_Document excerpt:_
§

All this musings come from the fact that (sadly) I need to interpret the results of de_novo back in terms of the multiallelic variants. Can one confidently say that all possible scenarios of split_multi_hts followed by de_novo (more or less) make sense and that one should be able to come up with reasonable rules for aggregating the results back into some result that would describe the original multiallelic variant?

(PS Sorry for a long question. I understand that Hail is mainly intended for use in GWAS-like scenarios, with large unrelated populations etc. Any help will be appreciated.)

This is definitely not what we intend! Dealing with the more complicated analyses, like de novo calling, in sequencing data is certainly one of the applications intended from day one. I’ll address your scenarios individually:

Scenario A

This variant will be split into two biallelics, with allele 1 and allele 2 as alternates. The genotypes for allele 1 will be (0/0 0/0 0/1), and the de novo event will be called if the depths/gqs/etc look good. The split variant coming from allele 2 will have the configuration (0/0 0/1 0/1), and so no de novo will be called.

Scenario B

You are correct in your description of the handling of this event. It will be split into two (0/0 0/1 0/1) configurations, each of which is a de novo candidate. You could certainly get two de novo calls here, but I think it’s still correct to treat each allele individually. However, this is a pretty good signal that the variant is bad and should be thrown out in QC.

Scenario C

This will be split into two variants. The variant for allele 1 will have the configuration (0/0 0/0 0/1), and is a de novo candidate. The variant for allele 2 will have the configuration (1/1 1/1 0/0), and will not be considered a de novo candidate because back-mutations to the reference are likely to be calling/QC errors rather than real events (the algorithm is reference-biased).

§

_What to produce:_ Give each distinct three-genotype configuration written in parentheses in the forum thread excerpt, listing each one once. The listing that comes next is from a separate source and has no connection to the forum thread excerpt.

_Data extract:_

§

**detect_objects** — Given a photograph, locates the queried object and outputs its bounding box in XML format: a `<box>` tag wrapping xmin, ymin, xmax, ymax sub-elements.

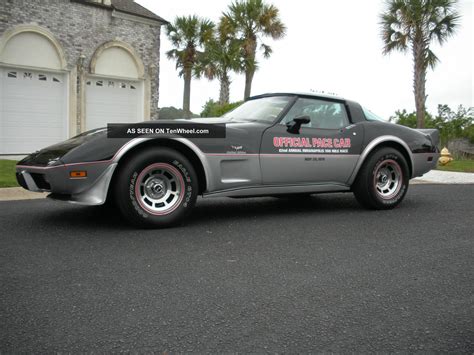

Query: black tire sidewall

§

_Full response:_
- (0/0 0/0 0/1)
- (0/0 0/1 0/1)
- (1/1 1/1 0/0)